Stored data entries
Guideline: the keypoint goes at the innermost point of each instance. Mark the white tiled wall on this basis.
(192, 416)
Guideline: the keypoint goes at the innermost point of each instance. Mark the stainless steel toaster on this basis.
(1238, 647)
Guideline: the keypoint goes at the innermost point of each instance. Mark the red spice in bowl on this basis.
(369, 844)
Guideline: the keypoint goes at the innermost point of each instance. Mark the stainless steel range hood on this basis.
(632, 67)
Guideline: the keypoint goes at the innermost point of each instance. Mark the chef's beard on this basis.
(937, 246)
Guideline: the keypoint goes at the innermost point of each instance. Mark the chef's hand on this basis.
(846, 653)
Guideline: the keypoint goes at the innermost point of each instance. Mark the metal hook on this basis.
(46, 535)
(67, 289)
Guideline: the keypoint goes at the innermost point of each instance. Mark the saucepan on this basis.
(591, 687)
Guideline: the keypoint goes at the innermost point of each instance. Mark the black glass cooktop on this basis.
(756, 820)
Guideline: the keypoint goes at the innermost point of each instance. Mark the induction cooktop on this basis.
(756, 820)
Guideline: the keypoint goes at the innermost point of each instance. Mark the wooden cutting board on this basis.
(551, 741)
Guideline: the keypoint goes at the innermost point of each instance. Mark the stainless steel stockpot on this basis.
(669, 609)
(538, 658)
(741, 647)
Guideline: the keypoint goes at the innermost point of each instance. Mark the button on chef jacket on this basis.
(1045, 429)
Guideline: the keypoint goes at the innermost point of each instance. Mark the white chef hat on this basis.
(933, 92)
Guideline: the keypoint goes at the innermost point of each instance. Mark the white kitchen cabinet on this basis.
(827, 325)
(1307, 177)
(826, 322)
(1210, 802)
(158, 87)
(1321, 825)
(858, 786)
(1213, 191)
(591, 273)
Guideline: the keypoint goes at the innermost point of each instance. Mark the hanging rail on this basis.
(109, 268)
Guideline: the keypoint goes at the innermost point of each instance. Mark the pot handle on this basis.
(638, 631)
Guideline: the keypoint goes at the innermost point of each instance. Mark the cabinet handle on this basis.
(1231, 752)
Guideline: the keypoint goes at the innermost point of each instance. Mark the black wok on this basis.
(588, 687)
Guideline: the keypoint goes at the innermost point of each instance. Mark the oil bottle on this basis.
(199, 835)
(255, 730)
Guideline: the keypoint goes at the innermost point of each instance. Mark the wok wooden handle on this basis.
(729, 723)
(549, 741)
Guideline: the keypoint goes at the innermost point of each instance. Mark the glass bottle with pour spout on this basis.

**Directions**
Your answer must be an exact copy of every entry above.

**Completed task**
Guideline: the keypoint goes at the innermost point of each instance. Mark the white tiled wall on this basis.
(192, 416)
Guideline: the keypoint goes at the innermost point of each instance. Mark the stainless steel toaster on this basis.
(1238, 647)
Guideline: the keypoint goes at the innermost point of each instance. Mark the red spice in bowl on this basis.
(369, 844)
Guideline: the keypoint goes at the innermost point of each instance. Mark the stainless steel range hood on this basis.
(632, 67)
Guideline: the keypoint goes at the innermost point of each instance. Mark the chef's beard on this basis.
(937, 246)
Guideline: the keypoint goes at the innermost point of each instance. Mark the chef's hand on this basis.
(846, 653)
Guideline: the keypoint goes at the innermost point of each instance. Mark the metal hook on this basis.
(46, 535)
(67, 289)
Guideline: the keypoint goes at the innermost point of each instance. Mark the saucepan on this basis.
(591, 687)
Guideline: the keypoint goes at the innermost point of each instance. Mark the black glass cooktop on this basis.
(756, 820)
Guideline: the keypoint goes at the innermost point of each instance. Mark the induction cooktop on this basis.
(756, 820)
Guideline: the keypoint goes at the innermost point of each instance. Mark the wooden cutting board on this basis.
(551, 741)
Guideline: the keypoint goes at the innermost point of each instance. Mark the stainless steel stockpot on this basis.
(669, 609)
(538, 658)
(741, 647)
Guideline: the keypoint goes at the innermost point of each instance. Mark the button on chef jacket on this basis.
(1045, 429)
Guideline: the keypoint goes at the innermost point of each instance. Mark the white chef hat on this basis.
(933, 92)
Guideline: the keypoint goes at the innermost point of each instance. Mark the white kitchen cabinet on this basis.
(827, 325)
(1307, 177)
(826, 322)
(1210, 802)
(158, 87)
(1321, 825)
(858, 786)
(1213, 191)
(591, 273)
Guideline: the keypoint goes at the innermost point of each instance. Mark the hanging rail on this basis.
(109, 268)
Guideline: the keypoint goes at the innermost point of each instance. Mark the pot handle on this basis.
(638, 631)
Guideline: the keypoint goes at the innermost point of each instance. Mark the cabinet handle on this basis.
(1231, 752)
Guideline: the keypoint goes at the innermost point of each instance. Mark the black wok on this basis.
(588, 687)
Guideline: the keypoint goes at the innermost point of each instance. Mark the oil bottle on this basis.
(199, 835)
(255, 730)
Guideline: the keypoint goes at the innermost point of each instance. Mark the wok wooden handle on this basis.
(729, 723)
(549, 741)
Guideline: the keypoint goes at the innermost point of each instance. Mark the glass bottle with pour spout on this basis.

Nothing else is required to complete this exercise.